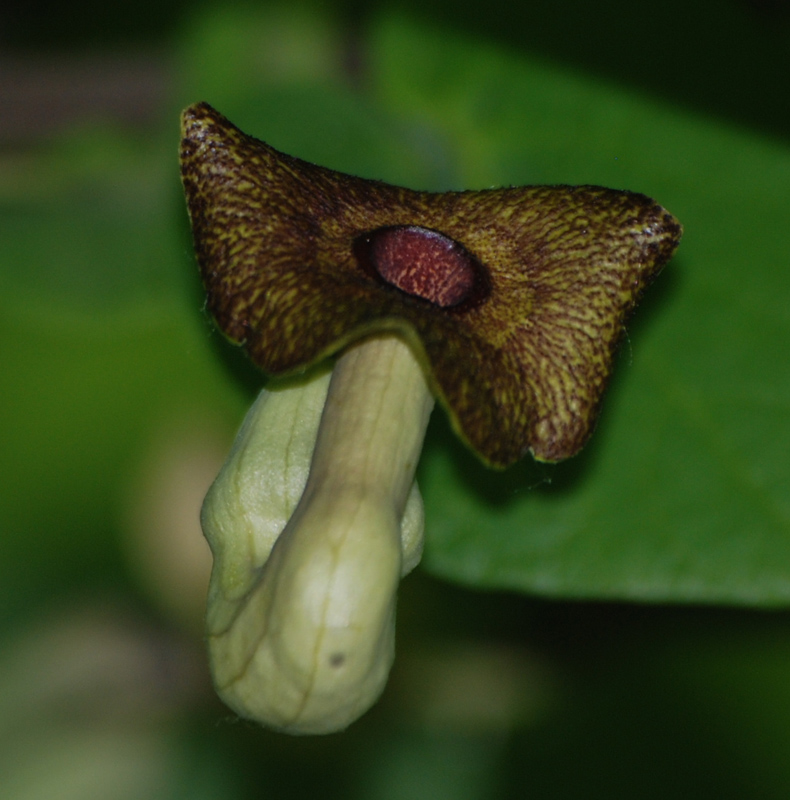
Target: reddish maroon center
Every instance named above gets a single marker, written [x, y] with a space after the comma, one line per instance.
[424, 263]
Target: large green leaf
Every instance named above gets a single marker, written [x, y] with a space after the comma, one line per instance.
[683, 493]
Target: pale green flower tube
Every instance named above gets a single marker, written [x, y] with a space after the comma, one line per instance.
[312, 521]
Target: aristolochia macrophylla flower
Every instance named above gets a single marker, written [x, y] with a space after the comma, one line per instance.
[513, 299]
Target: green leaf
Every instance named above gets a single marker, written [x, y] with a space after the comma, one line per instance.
[682, 494]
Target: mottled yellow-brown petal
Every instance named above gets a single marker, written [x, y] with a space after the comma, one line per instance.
[520, 362]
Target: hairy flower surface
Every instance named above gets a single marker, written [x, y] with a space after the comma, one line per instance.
[513, 300]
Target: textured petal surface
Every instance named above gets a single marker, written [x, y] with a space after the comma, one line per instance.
[521, 366]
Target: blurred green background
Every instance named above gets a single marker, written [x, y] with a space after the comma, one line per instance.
[610, 627]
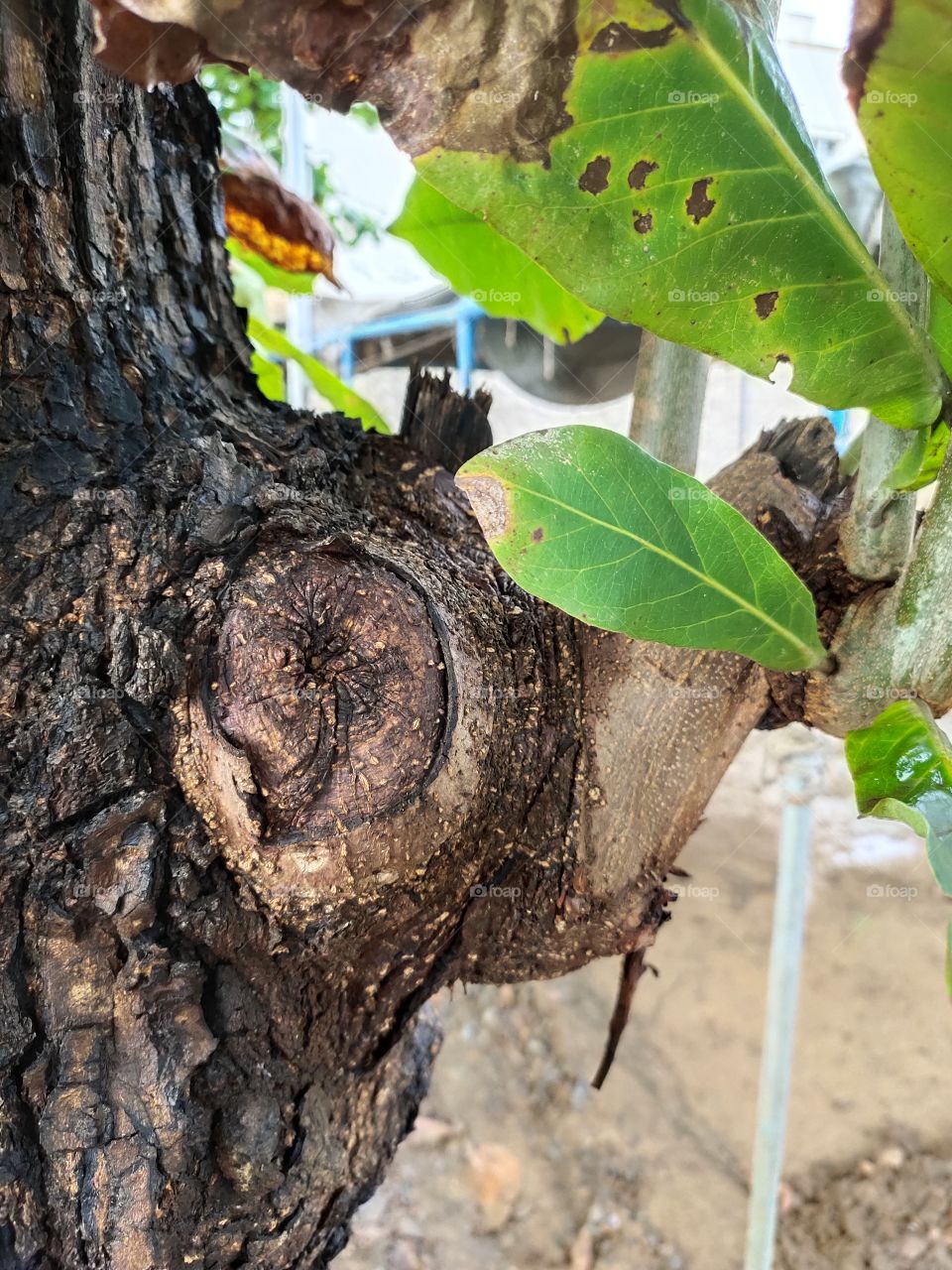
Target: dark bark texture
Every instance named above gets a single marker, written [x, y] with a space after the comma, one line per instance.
[285, 751]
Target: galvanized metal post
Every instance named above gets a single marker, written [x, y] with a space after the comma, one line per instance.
[801, 779]
[298, 176]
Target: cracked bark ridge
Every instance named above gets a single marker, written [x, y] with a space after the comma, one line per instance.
[220, 921]
[463, 73]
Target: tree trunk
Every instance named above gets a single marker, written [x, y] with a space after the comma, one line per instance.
[287, 751]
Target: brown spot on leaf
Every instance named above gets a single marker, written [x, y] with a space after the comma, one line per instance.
[619, 37]
[489, 503]
[594, 180]
[640, 173]
[697, 202]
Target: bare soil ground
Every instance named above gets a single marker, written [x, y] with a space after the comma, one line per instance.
[518, 1165]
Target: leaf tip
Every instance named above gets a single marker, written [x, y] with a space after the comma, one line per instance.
[489, 503]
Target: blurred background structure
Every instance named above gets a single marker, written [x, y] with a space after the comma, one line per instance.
[391, 308]
[517, 1164]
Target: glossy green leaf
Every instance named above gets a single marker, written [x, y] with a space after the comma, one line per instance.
[273, 276]
[685, 197]
[901, 769]
[270, 375]
[587, 520]
[479, 262]
[921, 462]
[941, 327]
[327, 384]
[900, 71]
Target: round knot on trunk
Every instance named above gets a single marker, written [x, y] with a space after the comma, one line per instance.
[330, 680]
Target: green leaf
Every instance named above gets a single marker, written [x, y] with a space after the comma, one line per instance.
[920, 465]
[479, 262]
[684, 195]
[584, 518]
[327, 384]
[898, 71]
[901, 769]
[273, 276]
[270, 375]
[941, 327]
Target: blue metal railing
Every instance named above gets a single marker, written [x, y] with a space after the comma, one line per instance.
[460, 314]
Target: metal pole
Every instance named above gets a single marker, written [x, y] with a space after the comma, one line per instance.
[298, 176]
[801, 771]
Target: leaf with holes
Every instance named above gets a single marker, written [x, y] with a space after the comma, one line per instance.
[684, 195]
[590, 522]
[479, 262]
[897, 70]
[901, 769]
[647, 154]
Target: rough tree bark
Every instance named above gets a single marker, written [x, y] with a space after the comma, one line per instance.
[286, 751]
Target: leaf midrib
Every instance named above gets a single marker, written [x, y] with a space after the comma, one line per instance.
[779, 141]
[788, 636]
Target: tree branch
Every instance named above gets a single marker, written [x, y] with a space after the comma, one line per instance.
[879, 530]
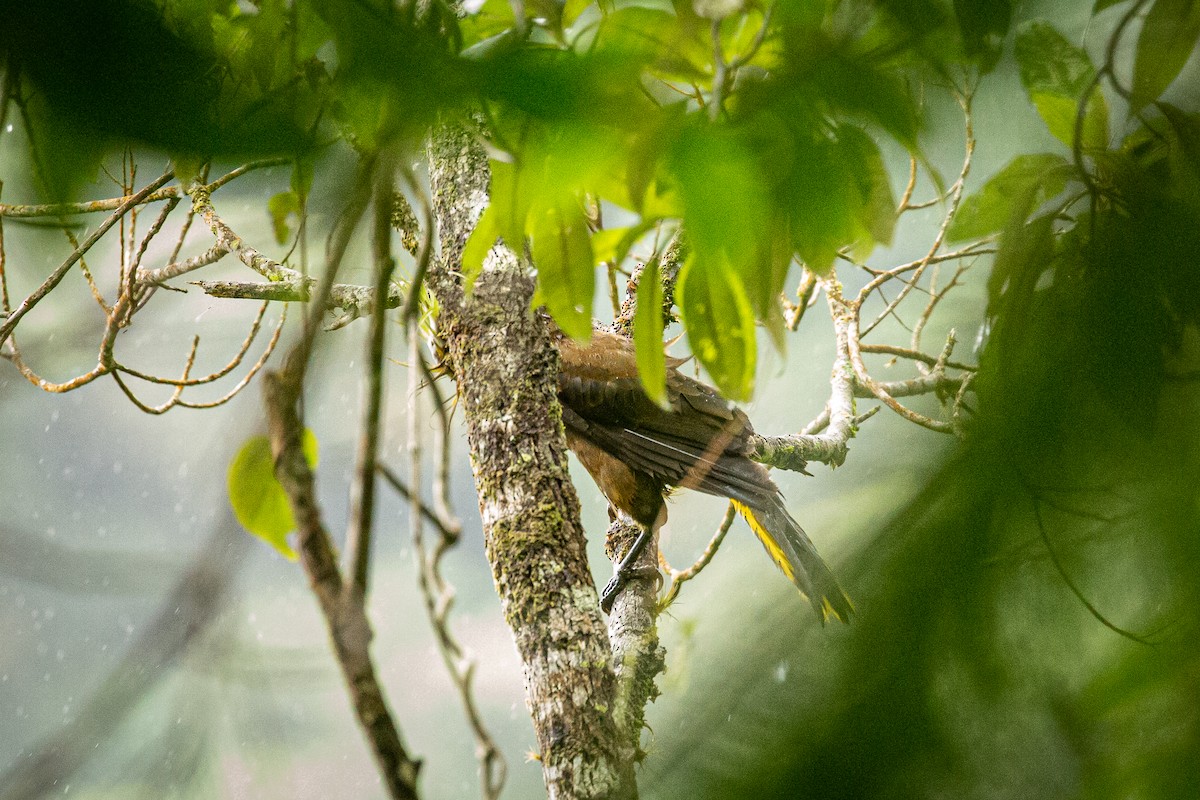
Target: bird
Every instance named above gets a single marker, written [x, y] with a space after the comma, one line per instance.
[639, 451]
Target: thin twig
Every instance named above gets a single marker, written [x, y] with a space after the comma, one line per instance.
[358, 536]
[60, 272]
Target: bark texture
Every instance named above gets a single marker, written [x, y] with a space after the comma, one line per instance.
[507, 372]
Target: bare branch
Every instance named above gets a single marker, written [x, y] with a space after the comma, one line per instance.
[679, 577]
[346, 618]
[61, 270]
[358, 536]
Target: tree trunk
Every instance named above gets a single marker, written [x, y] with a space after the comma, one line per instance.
[507, 372]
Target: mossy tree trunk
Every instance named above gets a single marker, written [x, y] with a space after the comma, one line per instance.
[507, 370]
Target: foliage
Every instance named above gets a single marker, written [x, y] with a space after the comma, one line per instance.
[759, 134]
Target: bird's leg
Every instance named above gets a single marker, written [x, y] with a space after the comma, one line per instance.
[624, 569]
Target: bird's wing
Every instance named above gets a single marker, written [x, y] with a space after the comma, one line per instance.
[700, 443]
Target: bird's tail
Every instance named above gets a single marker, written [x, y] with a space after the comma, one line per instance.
[792, 551]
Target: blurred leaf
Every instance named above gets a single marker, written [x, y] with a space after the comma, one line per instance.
[281, 206]
[1055, 74]
[719, 322]
[825, 203]
[984, 26]
[723, 192]
[1167, 41]
[562, 253]
[510, 196]
[653, 36]
[879, 205]
[648, 334]
[493, 18]
[301, 176]
[258, 500]
[1025, 182]
[611, 245]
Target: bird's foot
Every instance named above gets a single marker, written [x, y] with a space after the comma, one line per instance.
[610, 591]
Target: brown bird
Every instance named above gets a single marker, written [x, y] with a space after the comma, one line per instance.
[637, 451]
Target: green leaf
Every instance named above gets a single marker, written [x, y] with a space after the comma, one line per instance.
[1056, 73]
[652, 362]
[258, 500]
[879, 206]
[562, 253]
[723, 191]
[825, 204]
[991, 208]
[719, 322]
[280, 206]
[611, 245]
[301, 176]
[1165, 43]
[510, 197]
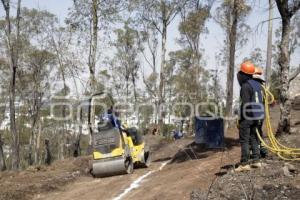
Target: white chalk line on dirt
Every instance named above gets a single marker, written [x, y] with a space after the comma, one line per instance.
[135, 184]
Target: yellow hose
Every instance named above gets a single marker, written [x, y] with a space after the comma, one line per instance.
[285, 153]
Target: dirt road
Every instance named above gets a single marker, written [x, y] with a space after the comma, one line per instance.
[187, 171]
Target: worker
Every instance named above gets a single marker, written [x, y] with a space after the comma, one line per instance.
[259, 78]
[251, 101]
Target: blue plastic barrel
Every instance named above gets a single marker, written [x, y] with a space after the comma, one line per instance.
[209, 132]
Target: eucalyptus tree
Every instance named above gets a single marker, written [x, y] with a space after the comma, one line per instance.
[231, 15]
[12, 33]
[160, 14]
[287, 9]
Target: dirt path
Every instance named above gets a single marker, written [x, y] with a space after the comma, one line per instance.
[173, 181]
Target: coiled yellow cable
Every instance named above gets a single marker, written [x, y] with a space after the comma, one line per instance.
[285, 153]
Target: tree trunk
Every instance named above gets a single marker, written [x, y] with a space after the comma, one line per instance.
[231, 63]
[77, 149]
[269, 47]
[284, 61]
[48, 157]
[13, 52]
[2, 158]
[37, 143]
[30, 160]
[93, 52]
[162, 77]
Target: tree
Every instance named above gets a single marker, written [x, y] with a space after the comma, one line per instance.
[269, 46]
[127, 52]
[287, 10]
[12, 46]
[88, 18]
[160, 14]
[231, 15]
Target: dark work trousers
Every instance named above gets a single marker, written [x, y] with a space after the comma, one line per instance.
[247, 132]
[262, 148]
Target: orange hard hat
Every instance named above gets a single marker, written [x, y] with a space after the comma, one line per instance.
[247, 68]
[258, 71]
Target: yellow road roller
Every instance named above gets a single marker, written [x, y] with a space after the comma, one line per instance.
[116, 150]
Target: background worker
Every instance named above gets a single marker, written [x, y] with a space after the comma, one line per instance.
[250, 98]
[259, 78]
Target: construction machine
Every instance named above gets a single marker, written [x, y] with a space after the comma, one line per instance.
[116, 150]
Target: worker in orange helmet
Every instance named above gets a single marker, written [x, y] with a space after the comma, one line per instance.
[251, 100]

++++++

* _Exercise directions_
Copy the lines character for character, starting at the line containing "Target: background worker" and ending at the last line of the records.

* _Exercise output_
Target: background worker
Every instance named above gets a single marker, written [x, y] with a space after the comma, one line per instance.
[250, 98]
[259, 78]
Target: construction machine
Every instance named above gets a single marker, written [x, y] with a space after the comma, one line per instance.
[116, 150]
Target: worker in orange helmet
Every instance named above gets a single marker, written [x, y] with a space after the comma, one line per instance.
[251, 100]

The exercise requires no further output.